* What is being asked *
Reproduce the passage of the Ubuntu smartphone article between "Not to be confused" and "make it work.", inclusive.

* Source extract *
[start]

While Ubuntu (and Linux as a whole) may not be hugely popular among the consumer desktop computing crowd, it'd be folly to discount the OS as a whole. Especially among the Android developer crowd. Well, if you happen to be among the tech-literate faithful who use open source desktop operating systems to write code for your open source phone operating systems, Canonical would like to make your life a little weirder: introducing Ubuntu for smartphones!
Not to be confused with Ubuntu for Android, which allowed a docked Android phone to run a more-or-less full version of Ubuntu a la Webtop, this new product is a full-blown smartphone OS, distinct from Android entirely and meant to run all on its own. It uses multitouch gestures and voice control for interaction, and even an app store is in development.
So, how does this relate to Android? Well, for starters, Ubuntu for smartphones is not yet slated to run on any upcoming hardware or carriers, but the company does say that it can be made to run on any recent phone built to run Android, if a manufacturer would like to do so, as it uses Android kernels and drivers. Translation: most companies are probably not going to install this on their hardware, but we can bet that some enterprising dev is going to make it work.
Whether this has any effect on the smartphone market is yet to be seen. As of right now, we have a press release (below) and a promise. This late in the game, the likelihood that Ubuntu will gain any significant market share as a mobile OS is nil to none. However, with a strong ties to server and backend technology, plus an enthusiastic Android development community that has a preference towards open source platforms, it may get a decent level of attention. If nothing else, it would be very interesting to see how the smartphone and PC versions work together. It could serve as a nice model of how to integrate a ubiquitous OS...right Google?
For those of you who want to give it a shot for yourself, Canonical says that downloadable images will be made available for the Galaxy Nexus over the next couple of weeks. So far there aren't any other devices that are officially supported, but we can expect that to grow over time.
Ubuntu comes to the phone, with a beautifully distilled interface and a unique full PC capability when docked
· Leading open PC platform with huge global following announces mobile version for network operators, OEMs and silicon vendors
· Fast, beautiful interface for entry level smartphones
· Unique PC experience on superphones when docked with a monitor, keyboard and mouse
· Ubuntu raises the bar for mobile UI design, for richer and more immersive apps
· A single OS for phone, PC and TV
London, UK, 2 January, 2013: Canonical today announced a distinctive smartphone interface for its popular operating system, Ubuntu, using all four edges of the screen for a more immersive experience. Ubuntu uniquely gives handset OEMs and mobile operators the ability to converge phone, PC and thin client into a single enterprise superphone.
"We expect Ubuntu to be popular in the enterprise market, enabling customers to provision a single secure device for all PC, thin client and phone functions. Ubuntu is already the most widely used Linux enterprise desktop, with customers in a wide range of sectors focused on security, cost and manageability" said Jane Silber, CEO of Canonical. "We also see an opportunity in basic smartphones that are used for the phone, SMS, web and email, where Ubuntu outperforms thanks to its native core apps and stylish presentation."

[end]

A series of records
[start]

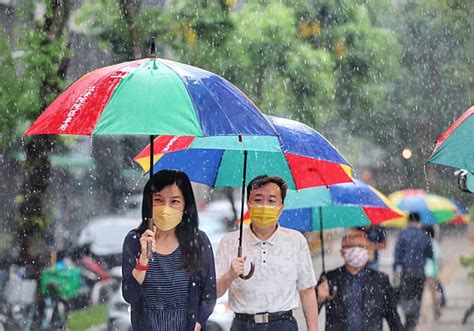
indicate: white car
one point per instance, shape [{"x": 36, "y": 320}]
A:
[{"x": 105, "y": 235}]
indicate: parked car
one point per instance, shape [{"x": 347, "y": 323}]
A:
[{"x": 104, "y": 237}]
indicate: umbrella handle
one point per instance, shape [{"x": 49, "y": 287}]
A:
[
  {"x": 252, "y": 267},
  {"x": 148, "y": 244}
]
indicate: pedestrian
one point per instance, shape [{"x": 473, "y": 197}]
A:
[
  {"x": 376, "y": 235},
  {"x": 412, "y": 250},
  {"x": 283, "y": 266},
  {"x": 175, "y": 288},
  {"x": 432, "y": 268},
  {"x": 357, "y": 297}
]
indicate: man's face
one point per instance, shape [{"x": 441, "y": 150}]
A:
[
  {"x": 355, "y": 240},
  {"x": 267, "y": 195}
]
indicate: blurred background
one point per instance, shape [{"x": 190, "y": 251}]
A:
[{"x": 380, "y": 79}]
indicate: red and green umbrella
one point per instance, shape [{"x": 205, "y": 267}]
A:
[
  {"x": 152, "y": 96},
  {"x": 455, "y": 146},
  {"x": 432, "y": 208},
  {"x": 300, "y": 155}
]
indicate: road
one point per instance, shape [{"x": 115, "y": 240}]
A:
[{"x": 459, "y": 289}]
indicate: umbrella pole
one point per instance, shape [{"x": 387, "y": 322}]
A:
[
  {"x": 321, "y": 238},
  {"x": 239, "y": 253},
  {"x": 152, "y": 190}
]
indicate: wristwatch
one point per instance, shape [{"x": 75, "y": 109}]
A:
[{"x": 138, "y": 266}]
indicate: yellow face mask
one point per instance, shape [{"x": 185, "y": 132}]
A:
[
  {"x": 264, "y": 216},
  {"x": 166, "y": 218}
]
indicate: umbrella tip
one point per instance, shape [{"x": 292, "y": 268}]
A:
[{"x": 152, "y": 47}]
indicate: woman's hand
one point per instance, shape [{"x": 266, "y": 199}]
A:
[{"x": 147, "y": 236}]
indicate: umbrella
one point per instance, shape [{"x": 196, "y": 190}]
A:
[
  {"x": 350, "y": 205},
  {"x": 300, "y": 155},
  {"x": 152, "y": 96},
  {"x": 454, "y": 147},
  {"x": 433, "y": 209}
]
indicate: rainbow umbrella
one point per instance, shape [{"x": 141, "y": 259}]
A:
[
  {"x": 454, "y": 147},
  {"x": 433, "y": 209},
  {"x": 349, "y": 205},
  {"x": 300, "y": 155}
]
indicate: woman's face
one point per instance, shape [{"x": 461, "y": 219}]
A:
[{"x": 170, "y": 196}]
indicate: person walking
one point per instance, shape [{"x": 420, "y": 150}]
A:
[
  {"x": 175, "y": 288},
  {"x": 412, "y": 249},
  {"x": 376, "y": 235},
  {"x": 432, "y": 268},
  {"x": 283, "y": 266},
  {"x": 357, "y": 297}
]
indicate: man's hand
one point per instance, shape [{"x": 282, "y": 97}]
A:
[
  {"x": 324, "y": 292},
  {"x": 237, "y": 267}
]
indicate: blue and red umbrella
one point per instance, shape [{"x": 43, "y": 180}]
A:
[{"x": 300, "y": 155}]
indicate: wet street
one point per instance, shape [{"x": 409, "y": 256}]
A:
[{"x": 454, "y": 277}]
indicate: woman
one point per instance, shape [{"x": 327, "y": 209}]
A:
[
  {"x": 432, "y": 267},
  {"x": 175, "y": 289}
]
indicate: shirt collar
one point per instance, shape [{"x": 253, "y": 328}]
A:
[{"x": 254, "y": 240}]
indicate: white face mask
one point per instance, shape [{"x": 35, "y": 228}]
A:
[{"x": 356, "y": 257}]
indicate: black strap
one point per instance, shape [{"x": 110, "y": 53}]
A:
[{"x": 272, "y": 317}]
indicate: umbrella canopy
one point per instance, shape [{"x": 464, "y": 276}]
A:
[
  {"x": 152, "y": 96},
  {"x": 350, "y": 205},
  {"x": 433, "y": 209},
  {"x": 454, "y": 147},
  {"x": 300, "y": 155}
]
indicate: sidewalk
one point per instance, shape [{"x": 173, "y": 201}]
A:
[{"x": 459, "y": 289}]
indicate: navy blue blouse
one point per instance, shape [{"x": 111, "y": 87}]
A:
[{"x": 202, "y": 287}]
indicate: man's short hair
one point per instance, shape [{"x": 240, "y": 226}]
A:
[
  {"x": 414, "y": 217},
  {"x": 263, "y": 180},
  {"x": 355, "y": 237}
]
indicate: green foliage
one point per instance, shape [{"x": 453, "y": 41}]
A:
[
  {"x": 86, "y": 318},
  {"x": 8, "y": 93}
]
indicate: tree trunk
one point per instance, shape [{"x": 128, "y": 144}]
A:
[
  {"x": 33, "y": 219},
  {"x": 130, "y": 9}
]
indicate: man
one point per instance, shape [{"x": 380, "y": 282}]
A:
[
  {"x": 376, "y": 236},
  {"x": 283, "y": 266},
  {"x": 361, "y": 297},
  {"x": 412, "y": 249}
]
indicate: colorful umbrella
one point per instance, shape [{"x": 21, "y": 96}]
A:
[
  {"x": 350, "y": 205},
  {"x": 454, "y": 147},
  {"x": 433, "y": 209},
  {"x": 152, "y": 96},
  {"x": 301, "y": 156}
]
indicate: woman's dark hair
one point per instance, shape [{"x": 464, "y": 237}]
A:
[{"x": 187, "y": 231}]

[end]

* Answer *
Not to be confused with Ubuntu for Android, which allowed a docked Android phone to run a more-or-less full version of Ubuntu a la Webtop, this new product is a full-blown smartphone OS, distinct from Android entirely and meant to run all on its own. It uses multitouch gestures and voice control for interaction, and even an app store is in development.
So, how does this relate to Android? Well, for starters, Ubuntu for smartphones is not yet slated to run on any upcoming hardware or carriers, but the company does say that it can be made to run on any recent phone built to run Android, if a manufacturer would like to do so, as it uses Android kernels and drivers. Translation: most companies are probably not going to install this on their hardware, but we can bet that some enterprising dev is going to make it work.